SET TASK —
Can you output all of the material below as a JSON list of strings, one string per line, with blank lines skipped? Leave the pictures out.

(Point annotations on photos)
-------------------------

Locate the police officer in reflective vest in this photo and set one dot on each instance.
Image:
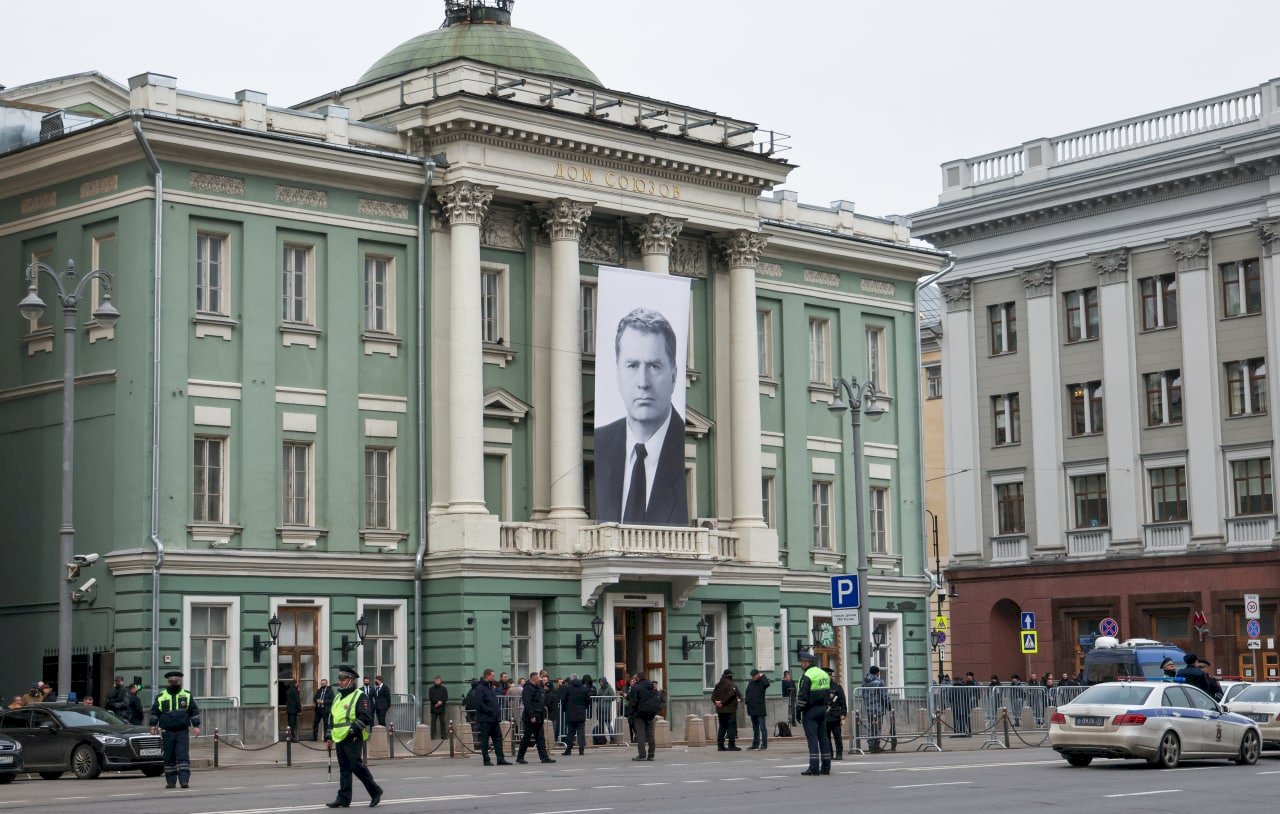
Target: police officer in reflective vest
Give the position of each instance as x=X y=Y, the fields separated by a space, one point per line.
x=812 y=700
x=174 y=713
x=351 y=717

-------------------------

TASK OUTPUT —
[
  "Locate the police officer in reflective vest in this photo and set one dot on each instance.",
  "Image:",
  "Target: police officer in reflective vest",
  "Give the position of each instance as x=X y=Y, the fields separated by a space, one point per line.",
  "x=812 y=700",
  "x=174 y=713",
  "x=351 y=717"
]